→ **Data records**:
▬▬▬▬▬▬▬▬▬▬

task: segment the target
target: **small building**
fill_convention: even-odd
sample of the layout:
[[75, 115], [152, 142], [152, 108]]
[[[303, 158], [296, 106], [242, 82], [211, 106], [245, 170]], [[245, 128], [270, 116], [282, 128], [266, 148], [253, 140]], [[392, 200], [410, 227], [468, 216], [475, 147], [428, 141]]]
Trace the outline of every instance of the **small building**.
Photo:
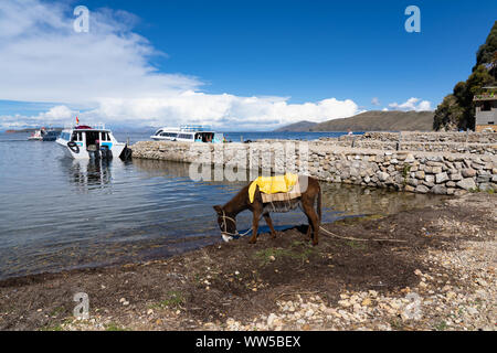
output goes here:
[[475, 131], [497, 132], [497, 87], [484, 87], [487, 92], [473, 98], [476, 105]]

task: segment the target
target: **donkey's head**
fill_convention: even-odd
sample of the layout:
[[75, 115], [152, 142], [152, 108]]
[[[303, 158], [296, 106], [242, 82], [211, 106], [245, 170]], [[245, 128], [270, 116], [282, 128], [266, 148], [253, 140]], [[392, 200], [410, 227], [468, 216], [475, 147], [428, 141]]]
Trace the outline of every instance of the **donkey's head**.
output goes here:
[[218, 224], [221, 229], [221, 234], [224, 236], [237, 235], [236, 220], [226, 215], [222, 206], [214, 206], [214, 211], [218, 213]]

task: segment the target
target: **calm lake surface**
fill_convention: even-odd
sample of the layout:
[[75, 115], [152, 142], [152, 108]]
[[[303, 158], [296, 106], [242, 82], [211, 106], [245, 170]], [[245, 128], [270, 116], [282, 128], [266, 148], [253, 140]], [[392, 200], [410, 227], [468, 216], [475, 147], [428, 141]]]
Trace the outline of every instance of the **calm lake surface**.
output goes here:
[[[119, 141], [150, 133], [116, 133]], [[317, 139], [334, 132], [229, 132], [228, 139]], [[0, 133], [0, 279], [162, 258], [221, 242], [212, 205], [244, 183], [193, 182], [188, 164], [133, 160], [74, 161], [54, 142]], [[324, 222], [434, 204], [433, 195], [322, 184]], [[273, 216], [284, 229], [300, 211]], [[239, 231], [251, 213], [239, 216]], [[260, 232], [267, 232], [264, 221]], [[241, 239], [240, 242], [245, 242]], [[235, 240], [239, 242], [239, 240]]]

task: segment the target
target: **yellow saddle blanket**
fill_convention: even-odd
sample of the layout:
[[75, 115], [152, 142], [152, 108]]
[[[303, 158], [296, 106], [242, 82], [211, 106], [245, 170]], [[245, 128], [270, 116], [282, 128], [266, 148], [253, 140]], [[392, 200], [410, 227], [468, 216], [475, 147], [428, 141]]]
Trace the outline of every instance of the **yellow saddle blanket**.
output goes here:
[[255, 190], [257, 186], [263, 194], [276, 194], [290, 192], [297, 183], [297, 174], [288, 173], [276, 176], [258, 176], [248, 188], [248, 199], [251, 203], [254, 202]]

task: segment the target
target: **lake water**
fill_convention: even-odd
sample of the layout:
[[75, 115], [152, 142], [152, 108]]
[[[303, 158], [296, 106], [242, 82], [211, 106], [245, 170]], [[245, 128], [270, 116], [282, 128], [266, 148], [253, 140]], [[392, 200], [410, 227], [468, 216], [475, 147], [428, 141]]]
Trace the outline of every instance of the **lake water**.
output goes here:
[[[116, 133], [120, 141], [149, 133]], [[315, 139], [332, 132], [231, 132], [228, 139]], [[244, 183], [193, 182], [188, 164], [133, 160], [74, 161], [54, 142], [0, 133], [0, 279], [162, 258], [221, 242], [212, 205]], [[430, 195], [322, 184], [324, 222], [388, 214], [440, 201]], [[306, 223], [276, 214], [276, 228]], [[239, 216], [239, 231], [251, 214]], [[264, 221], [261, 232], [267, 232]], [[244, 242], [244, 239], [242, 239]]]

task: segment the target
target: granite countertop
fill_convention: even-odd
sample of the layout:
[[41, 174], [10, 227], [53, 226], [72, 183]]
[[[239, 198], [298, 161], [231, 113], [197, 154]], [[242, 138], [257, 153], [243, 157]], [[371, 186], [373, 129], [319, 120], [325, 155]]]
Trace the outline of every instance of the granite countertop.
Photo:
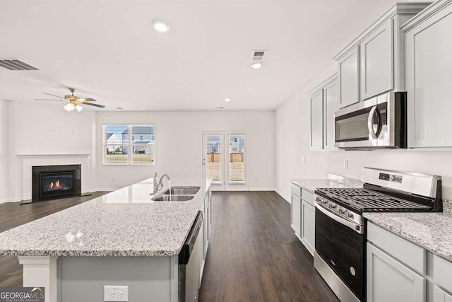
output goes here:
[[363, 216], [377, 226], [452, 261], [451, 202], [443, 202], [444, 213], [364, 213]]
[[201, 189], [189, 201], [153, 202], [148, 179], [0, 233], [0, 255], [178, 255], [210, 183], [171, 180]]
[[358, 180], [333, 174], [328, 175], [328, 179], [291, 179], [290, 181], [312, 194], [319, 187], [362, 187], [362, 182]]

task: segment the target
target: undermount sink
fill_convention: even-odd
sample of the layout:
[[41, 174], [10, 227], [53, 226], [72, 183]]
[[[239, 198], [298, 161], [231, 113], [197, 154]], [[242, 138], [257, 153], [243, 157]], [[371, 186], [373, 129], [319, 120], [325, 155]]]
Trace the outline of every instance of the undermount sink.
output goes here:
[[151, 199], [155, 202], [186, 202], [193, 199], [194, 196], [191, 195], [161, 195]]
[[[194, 195], [199, 191], [199, 187], [171, 187], [172, 195]], [[163, 194], [170, 194], [170, 189], [167, 189]]]

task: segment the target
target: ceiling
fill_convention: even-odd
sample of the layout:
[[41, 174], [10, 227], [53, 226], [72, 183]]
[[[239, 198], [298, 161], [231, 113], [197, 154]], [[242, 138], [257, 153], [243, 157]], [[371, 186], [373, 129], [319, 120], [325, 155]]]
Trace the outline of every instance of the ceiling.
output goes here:
[[[393, 3], [0, 1], [0, 58], [40, 69], [0, 68], [0, 98], [70, 86], [126, 110], [273, 110]], [[267, 50], [260, 69], [254, 50]]]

▬▬▬▬▬▬▬▬▬▬

→ **Given task**: Write the records out again in full, exactly, and skip every picture.

→ **Task result**:
task: segment the target
target: **small building**
fill_convention: even-odd
sample of the layout:
[[75, 115], [152, 142], [152, 108]]
[[[303, 158], [296, 106], [242, 82], [211, 106], [245, 170]], [[245, 128], [270, 116], [282, 128], [266, 148], [253, 140]], [[392, 200], [410, 227], [468, 216], [475, 147], [428, 141]]]
Trace the outline of every instance of the **small building**.
Photo:
output goes here:
[[475, 131], [497, 132], [497, 87], [484, 87], [487, 92], [473, 98], [476, 105]]

task: segment the target
target: **donkey's head**
fill_convention: even-odd
sample of the layout:
[[75, 115], [152, 142], [152, 108]]
[[[303, 158], [296, 106], [242, 82], [211, 106], [245, 170]], [[245, 128], [270, 116], [282, 128], [266, 148], [253, 140]], [[392, 200], [410, 227], [468, 216], [475, 147], [428, 141]]]
Trace the outline of every instance of the **donkey's head**.
output goes here:
[[218, 224], [221, 229], [221, 234], [224, 236], [237, 235], [236, 220], [226, 215], [222, 206], [214, 206], [214, 211], [218, 213]]

task: segment the target
target: **calm lake surface**
fill_convention: even-odd
sample of the layout:
[[75, 115], [152, 142], [152, 108]]
[[[303, 158], [296, 106], [242, 82], [211, 106], [245, 170]], [[245, 128], [270, 116], [282, 128], [266, 148], [253, 140]], [[392, 200], [410, 227], [468, 216], [475, 147], [428, 141]]]
Trace the outline of every instance of the **calm lake surface**.
output goes here:
[[[119, 141], [150, 133], [116, 133]], [[317, 139], [334, 132], [229, 132], [228, 139]], [[0, 133], [0, 279], [162, 258], [221, 242], [212, 205], [244, 183], [193, 182], [188, 164], [133, 160], [74, 161], [54, 142]], [[324, 222], [434, 204], [433, 195], [322, 184]], [[273, 216], [284, 229], [300, 211]], [[239, 231], [251, 213], [239, 216]], [[260, 232], [267, 232], [264, 221]], [[241, 239], [240, 242], [245, 242]], [[235, 240], [239, 242], [239, 240]]]

task: segment the target
target: **yellow saddle blanket**
fill_convention: even-odd
sample of the layout:
[[75, 115], [152, 142], [152, 108]]
[[[303, 158], [296, 106], [242, 82], [211, 106], [245, 170]], [[245, 128], [270, 116], [282, 128], [266, 148], [253, 140]], [[392, 200], [410, 227], [468, 216], [475, 147], [428, 141]]]
Trace the outline of every instance of the **yellow saddle blanket**.
output goes here:
[[255, 190], [257, 186], [263, 194], [276, 194], [290, 192], [297, 183], [297, 174], [288, 173], [276, 176], [258, 176], [248, 188], [248, 199], [251, 203], [254, 202]]

task: segment the target
target: **lake water**
fill_convention: even-odd
sample of the layout:
[[75, 115], [152, 142], [152, 108]]
[[[303, 158], [296, 106], [242, 82], [211, 106], [245, 170]], [[245, 128], [270, 116], [282, 128], [266, 148], [253, 140]], [[392, 200], [410, 227], [468, 216], [475, 147], [428, 141]]]
Trace the outline of every instance of the **lake water**.
output goes here:
[[[116, 133], [120, 141], [149, 133]], [[315, 139], [332, 132], [231, 132], [228, 139]], [[244, 183], [193, 182], [188, 164], [133, 160], [74, 161], [54, 142], [0, 133], [0, 279], [162, 258], [221, 242], [212, 205]], [[430, 195], [322, 184], [324, 222], [388, 214], [440, 201]], [[306, 223], [276, 214], [276, 228]], [[239, 216], [239, 231], [251, 214]], [[264, 221], [261, 232], [267, 232]], [[244, 242], [244, 239], [242, 239]]]

task: segment the target
target: granite countertop
fill_convention: even-odd
sample of the layout:
[[41, 174], [10, 227], [53, 226], [72, 183]]
[[[239, 198], [298, 161], [231, 113], [197, 154]], [[242, 138], [257, 153], [243, 157]], [[371, 186], [373, 129], [319, 120], [325, 155]]]
Trace the outline of every instance of the granite countertop.
Photo:
output goes here:
[[363, 216], [377, 226], [452, 261], [451, 202], [443, 202], [444, 213], [364, 213]]
[[201, 189], [189, 201], [153, 202], [148, 179], [0, 233], [0, 255], [178, 255], [210, 183], [171, 180]]
[[358, 180], [333, 174], [328, 175], [328, 179], [291, 179], [290, 181], [312, 194], [319, 187], [362, 187], [362, 182]]

task: segment the target
target: undermount sink
fill_convention: even-odd
sample of the layout:
[[41, 174], [10, 227], [53, 226], [72, 183]]
[[[239, 198], [298, 161], [231, 113], [197, 154]], [[242, 138], [257, 153], [243, 157]], [[371, 186], [373, 129], [319, 120], [325, 155]]]
Trace the outline of every instance of the undermount sink.
output goes here:
[[151, 199], [155, 202], [186, 202], [193, 199], [194, 196], [191, 195], [161, 195]]
[[[194, 195], [199, 191], [199, 187], [171, 187], [172, 195]], [[163, 194], [170, 194], [170, 189], [167, 189]]]

task: segment the target
target: ceiling
fill_convention: even-odd
sample of the layout:
[[41, 174], [10, 227], [53, 226], [72, 183]]
[[[239, 198], [298, 161], [231, 113], [197, 154]], [[242, 138], [257, 153], [243, 157]], [[371, 186], [373, 129], [319, 120], [325, 155]]]
Trace the outline of every instance of the ceiling.
output goes here:
[[[393, 3], [0, 1], [0, 58], [40, 69], [0, 68], [0, 98], [70, 86], [126, 110], [273, 110]], [[267, 50], [260, 69], [254, 50]]]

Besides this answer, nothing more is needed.